- Instruction: Substitute "circle" for every occurrence of "disc" in these lines, and leave everything else as it is.

++++ Supplied records

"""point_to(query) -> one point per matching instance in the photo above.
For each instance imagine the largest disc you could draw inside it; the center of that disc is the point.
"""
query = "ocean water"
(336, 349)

++++++++

- Task answer:
"""point_to(query) -> one point per matching instance in the photo above.
For each instance imagine the largest circle you could draw inside it; the center of that circle is the point.
"""
query = "ocean water"
(336, 349)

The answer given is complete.